* start STORED ROWS *

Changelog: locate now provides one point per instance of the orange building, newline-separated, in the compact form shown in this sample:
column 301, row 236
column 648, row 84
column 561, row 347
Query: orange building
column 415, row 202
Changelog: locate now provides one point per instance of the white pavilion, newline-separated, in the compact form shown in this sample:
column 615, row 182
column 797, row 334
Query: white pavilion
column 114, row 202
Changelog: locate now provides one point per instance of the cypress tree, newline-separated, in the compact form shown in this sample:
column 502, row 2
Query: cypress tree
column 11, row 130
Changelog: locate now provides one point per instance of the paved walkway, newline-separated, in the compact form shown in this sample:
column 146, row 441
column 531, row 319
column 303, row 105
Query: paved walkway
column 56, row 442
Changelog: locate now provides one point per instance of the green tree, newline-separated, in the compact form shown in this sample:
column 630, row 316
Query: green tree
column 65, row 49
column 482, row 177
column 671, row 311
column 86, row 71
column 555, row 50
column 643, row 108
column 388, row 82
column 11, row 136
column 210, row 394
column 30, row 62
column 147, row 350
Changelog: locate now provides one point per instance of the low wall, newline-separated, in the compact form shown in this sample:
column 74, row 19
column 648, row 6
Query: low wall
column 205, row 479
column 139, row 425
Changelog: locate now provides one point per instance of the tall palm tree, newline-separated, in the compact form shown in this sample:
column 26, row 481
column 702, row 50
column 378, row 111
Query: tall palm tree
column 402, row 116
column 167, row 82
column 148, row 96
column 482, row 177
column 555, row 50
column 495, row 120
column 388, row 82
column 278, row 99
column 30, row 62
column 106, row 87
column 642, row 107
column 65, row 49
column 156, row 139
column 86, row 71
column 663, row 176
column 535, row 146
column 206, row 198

* end STORED ROWS *

**WHAT IS BEING ASKED:** Reproduce every row above verbatim, with no changes to any character.

**CORRECT RESPONSE:**
Changelog: locate now provides one point per instance of the orange building, newline-separated, in the compact form shown in this sample:
column 301, row 236
column 648, row 84
column 561, row 347
Query: orange building
column 415, row 202
Changelog: locate now provides one point per instance of the white pavilion, newline-separated, in the compact form shown in this sample:
column 615, row 182
column 797, row 334
Query: white pavilion
column 114, row 202
Changelog: locate now provides one point per instance of the cypress tree, newline-separated, in the compact form shown in this sample:
column 502, row 2
Query: cypress tree
column 11, row 130
Changelog: locate now provides one point per instance of the paved walkway, newline-separated, in the compact form shown in this sample:
column 146, row 441
column 531, row 319
column 303, row 105
Query: paved walkway
column 56, row 442
Changelog: locate now provides one point per instance of the green tree, newline-separated, in the compact form shown in this sample:
column 630, row 316
Query: green tree
column 65, row 49
column 482, row 177
column 671, row 311
column 86, row 71
column 555, row 50
column 643, row 108
column 388, row 82
column 11, row 136
column 210, row 394
column 30, row 62
column 147, row 350
Changelog: locate now provides one point per instance of the low wall, newline-separated, in the compact form shown in this sample:
column 74, row 19
column 648, row 6
Query: low wall
column 205, row 479
column 139, row 425
Changelog: locate now provides one point per instance of the tall palm tree, newline-separated, in the compact form shown in this sample:
column 26, row 481
column 702, row 50
column 378, row 111
Query: tall palm tree
column 402, row 116
column 167, row 82
column 148, row 96
column 482, row 177
column 555, row 50
column 495, row 120
column 388, row 82
column 278, row 99
column 30, row 62
column 106, row 87
column 642, row 107
column 65, row 49
column 156, row 139
column 86, row 71
column 663, row 176
column 535, row 146
column 206, row 198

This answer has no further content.